**Provided records**
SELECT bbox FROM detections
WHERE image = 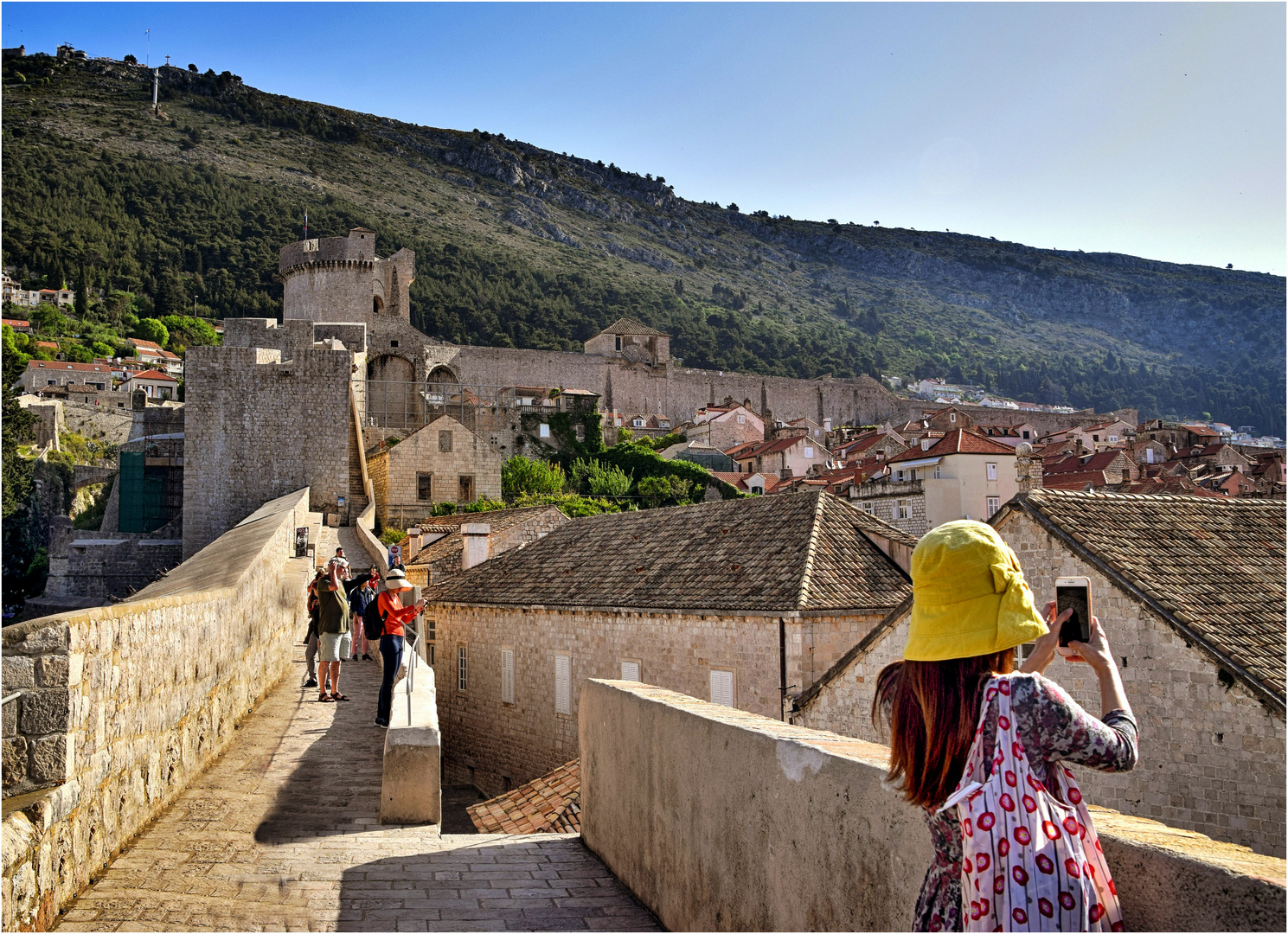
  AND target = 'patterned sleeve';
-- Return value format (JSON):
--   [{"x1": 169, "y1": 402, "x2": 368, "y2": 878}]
[{"x1": 1011, "y1": 675, "x2": 1138, "y2": 771}]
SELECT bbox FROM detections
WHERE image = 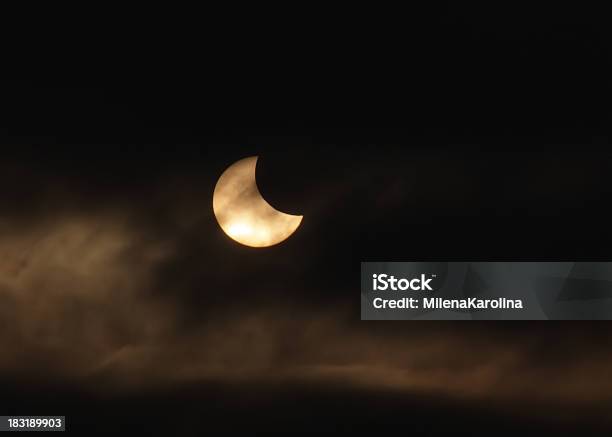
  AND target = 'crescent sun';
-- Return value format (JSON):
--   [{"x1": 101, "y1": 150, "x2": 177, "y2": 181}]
[{"x1": 213, "y1": 156, "x2": 303, "y2": 247}]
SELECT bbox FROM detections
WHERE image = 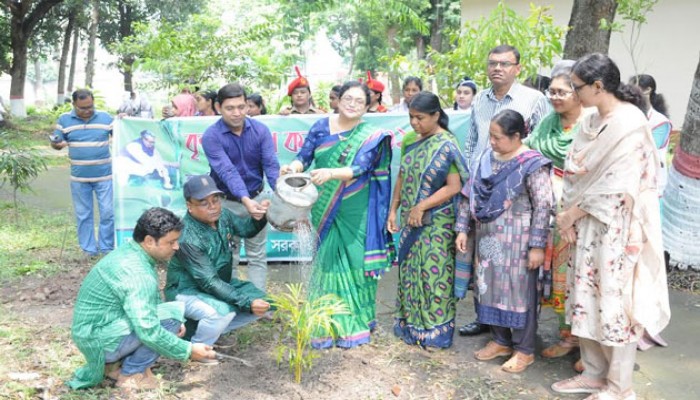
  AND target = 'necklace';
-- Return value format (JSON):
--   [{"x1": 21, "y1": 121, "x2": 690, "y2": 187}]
[{"x1": 337, "y1": 121, "x2": 361, "y2": 142}]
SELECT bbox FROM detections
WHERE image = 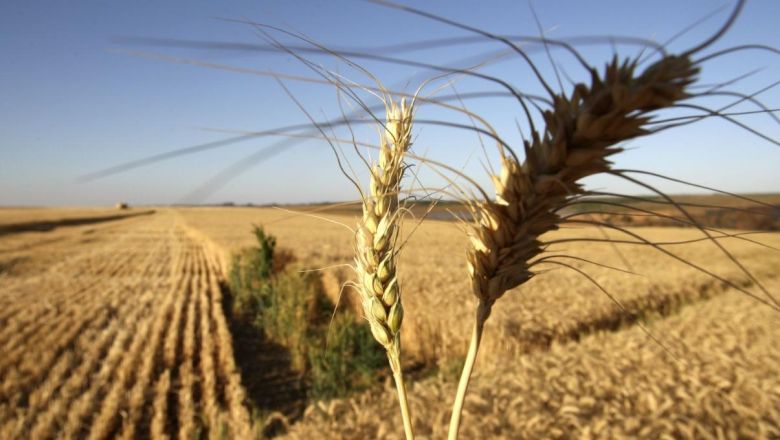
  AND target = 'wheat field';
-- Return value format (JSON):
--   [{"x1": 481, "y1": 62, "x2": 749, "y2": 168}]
[
  {"x1": 0, "y1": 208, "x2": 780, "y2": 439},
  {"x1": 0, "y1": 213, "x2": 251, "y2": 439}
]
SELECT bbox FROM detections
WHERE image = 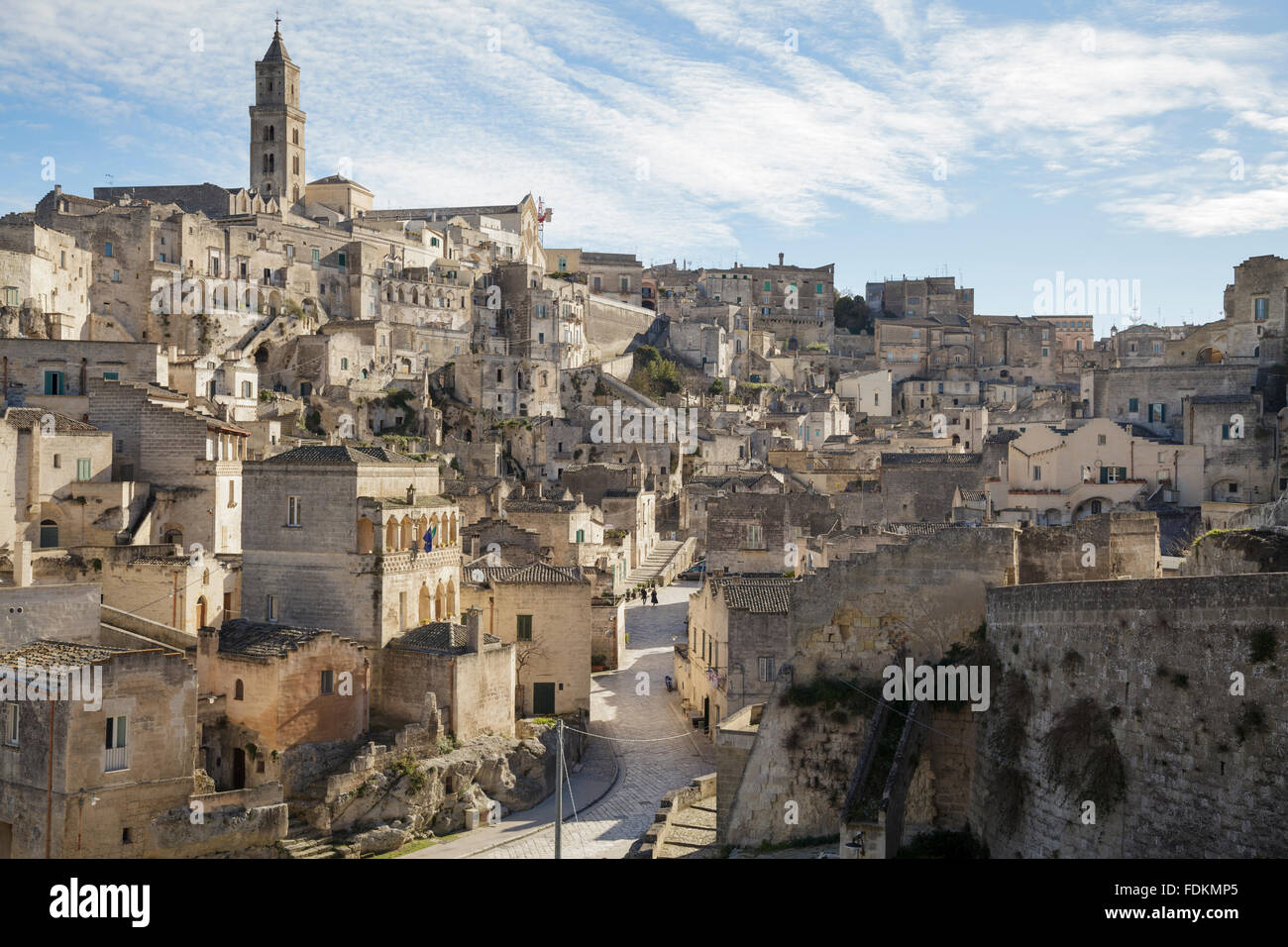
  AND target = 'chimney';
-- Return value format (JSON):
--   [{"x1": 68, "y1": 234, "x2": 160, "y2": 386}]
[
  {"x1": 465, "y1": 608, "x2": 483, "y2": 655},
  {"x1": 13, "y1": 540, "x2": 31, "y2": 587}
]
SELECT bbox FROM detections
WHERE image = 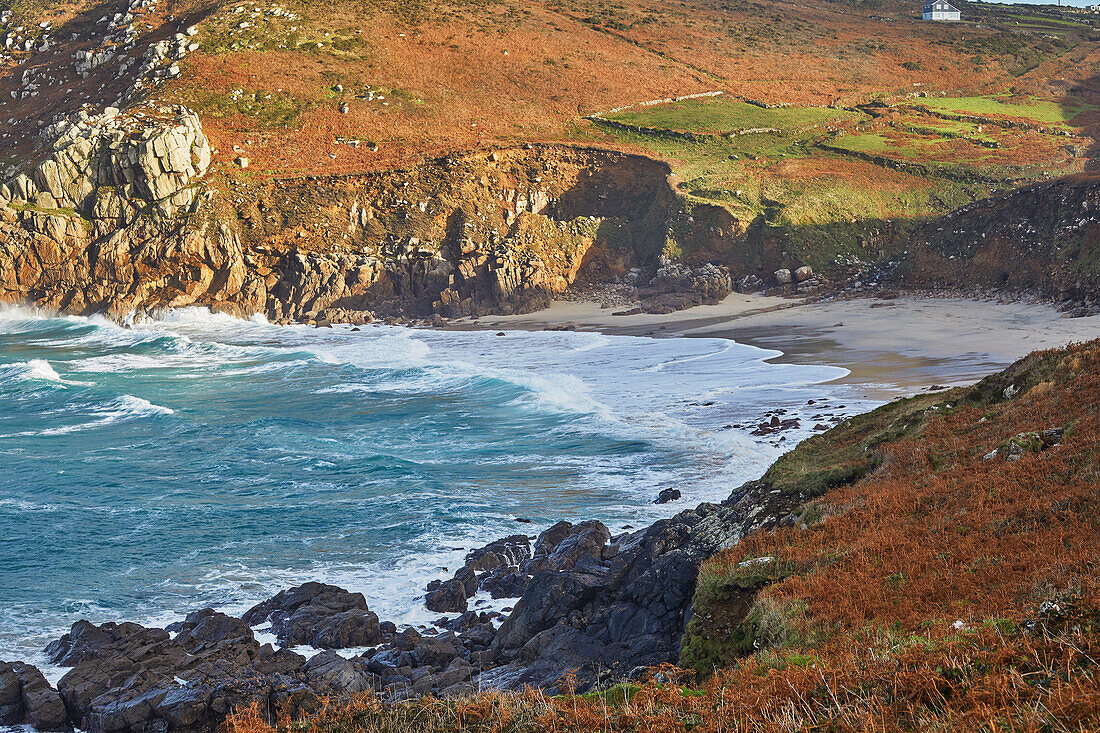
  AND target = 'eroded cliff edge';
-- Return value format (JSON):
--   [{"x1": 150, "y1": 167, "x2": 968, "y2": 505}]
[{"x1": 0, "y1": 108, "x2": 735, "y2": 322}]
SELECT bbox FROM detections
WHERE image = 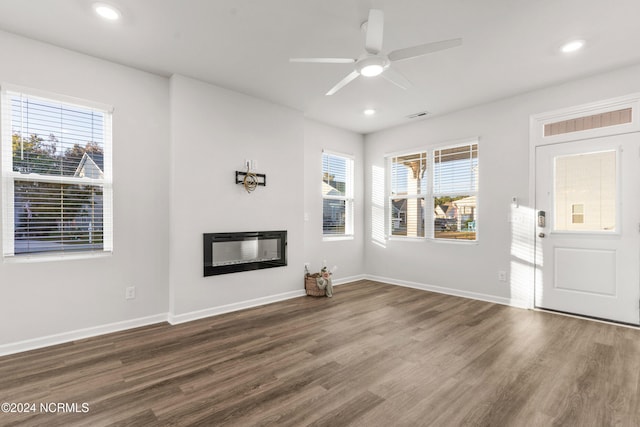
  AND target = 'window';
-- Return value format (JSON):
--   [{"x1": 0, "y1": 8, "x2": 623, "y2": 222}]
[
  {"x1": 389, "y1": 152, "x2": 427, "y2": 237},
  {"x1": 432, "y1": 143, "x2": 478, "y2": 240},
  {"x1": 322, "y1": 152, "x2": 353, "y2": 237},
  {"x1": 553, "y1": 150, "x2": 619, "y2": 232},
  {"x1": 1, "y1": 88, "x2": 112, "y2": 257},
  {"x1": 389, "y1": 140, "x2": 478, "y2": 240},
  {"x1": 571, "y1": 203, "x2": 584, "y2": 224}
]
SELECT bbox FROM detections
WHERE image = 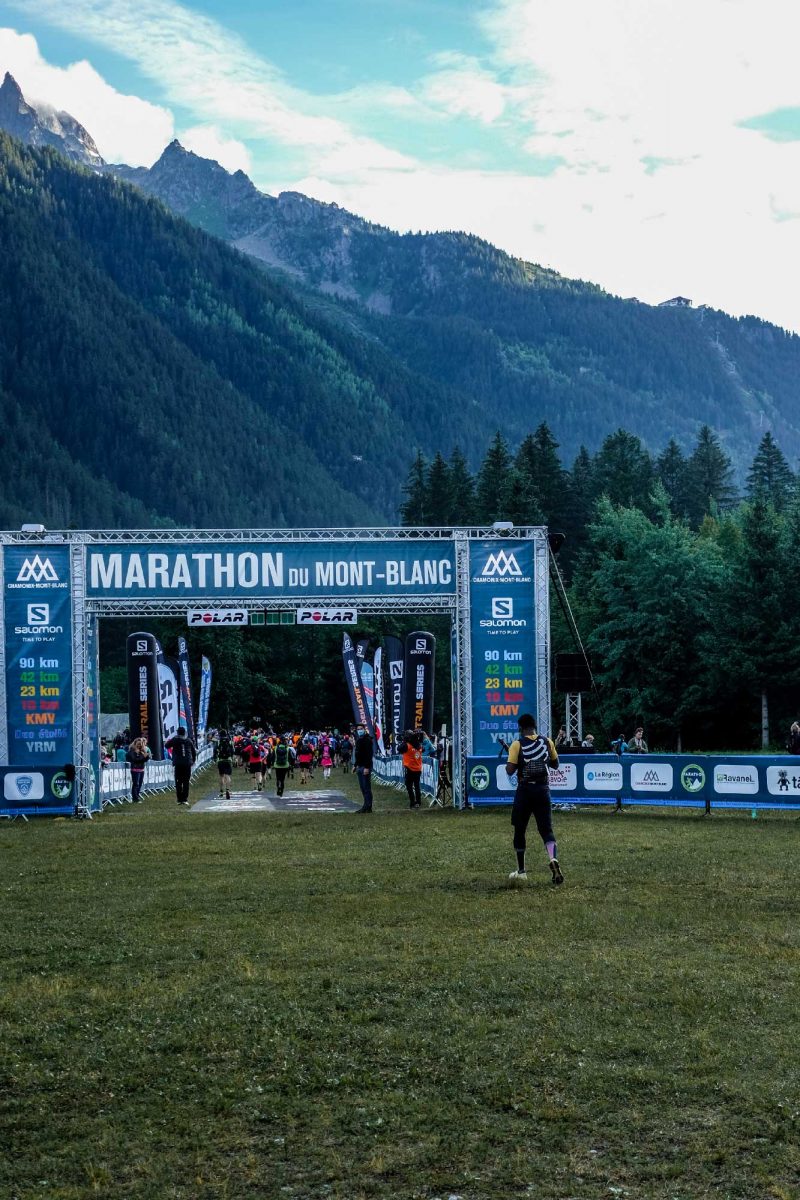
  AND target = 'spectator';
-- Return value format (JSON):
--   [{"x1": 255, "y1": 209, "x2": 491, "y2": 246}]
[
  {"x1": 627, "y1": 725, "x2": 650, "y2": 754},
  {"x1": 166, "y1": 725, "x2": 197, "y2": 806}
]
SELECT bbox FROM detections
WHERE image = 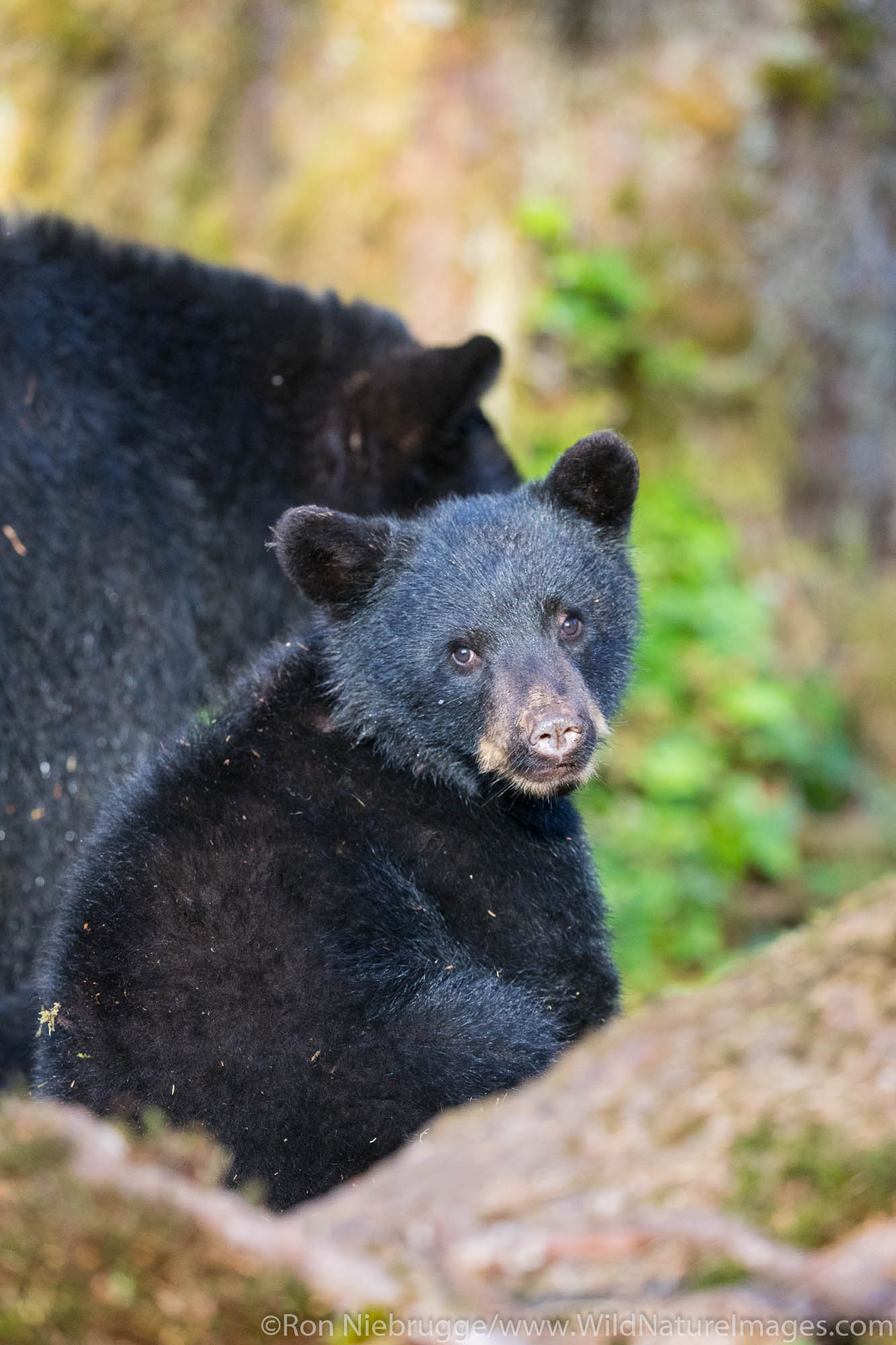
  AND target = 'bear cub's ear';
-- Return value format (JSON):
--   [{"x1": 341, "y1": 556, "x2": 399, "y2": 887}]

**Exercise**
Copy all of the data above word for word, leaving the pictures out.

**Written answer**
SELECT bbox FROM detections
WHERE image = 
  AND target = 'patterned sleeve';
-- Return value format (JSON):
--   [{"x1": 169, "y1": 402, "x2": 368, "y2": 878}]
[{"x1": 1011, "y1": 675, "x2": 1138, "y2": 771}]
SELECT bbox FROM detections
WHERE image = 
  AND target = 'crescent sun';
-- Return value format (JSON):
--   [{"x1": 101, "y1": 150, "x2": 177, "y2": 181}]
[{"x1": 213, "y1": 156, "x2": 303, "y2": 247}]
SELECT bbox FROM detections
WHERE image = 
  AND target = 'necklace';
-- Return value format (JSON):
--   [{"x1": 21, "y1": 121, "x2": 690, "y2": 187}]
[{"x1": 337, "y1": 121, "x2": 361, "y2": 142}]
SELECT bbox FROM detections
WHERE image = 
  AND target = 'wheat field';
-- Return value format (JSON):
--   [{"x1": 481, "y1": 62, "x2": 749, "y2": 168}]
[
  {"x1": 0, "y1": 208, "x2": 780, "y2": 439},
  {"x1": 0, "y1": 213, "x2": 251, "y2": 439}
]
SELECT bbox FROM detections
WHERE image = 
  AND target = 'chimney';
-- Return value format (JSON):
--   [{"x1": 68, "y1": 234, "x2": 160, "y2": 386}]
[
  {"x1": 465, "y1": 608, "x2": 483, "y2": 655},
  {"x1": 13, "y1": 540, "x2": 31, "y2": 587}
]
SELECT bbox FROM detections
WHERE image = 
  AND target = 'eroded cliff edge';
-- Return value format (JSON):
--   [{"x1": 150, "y1": 167, "x2": 968, "y2": 505}]
[{"x1": 0, "y1": 108, "x2": 735, "y2": 322}]
SELECT bbox FROM detections
WHERE image = 
  AND target = 'window';
-- Return value format (JSON):
--   [{"x1": 0, "y1": 8, "x2": 623, "y2": 222}]
[
  {"x1": 389, "y1": 152, "x2": 427, "y2": 237},
  {"x1": 432, "y1": 143, "x2": 478, "y2": 240},
  {"x1": 322, "y1": 152, "x2": 353, "y2": 237},
  {"x1": 553, "y1": 150, "x2": 619, "y2": 232},
  {"x1": 1, "y1": 88, "x2": 112, "y2": 257},
  {"x1": 389, "y1": 140, "x2": 478, "y2": 240},
  {"x1": 571, "y1": 203, "x2": 584, "y2": 224}
]
SELECT bbox FROM detections
WHERE image = 
  AND target = 'spectator';
-- Return value format (JSON):
--   [{"x1": 255, "y1": 209, "x2": 491, "y2": 246}]
[
  {"x1": 627, "y1": 725, "x2": 650, "y2": 754},
  {"x1": 166, "y1": 725, "x2": 197, "y2": 806}
]
SELECT bbox FROM detections
WHERE image = 
  AND target = 'bear cub's ear';
-- Return value format (JSON):
--   [{"x1": 341, "y1": 556, "x2": 399, "y2": 887}]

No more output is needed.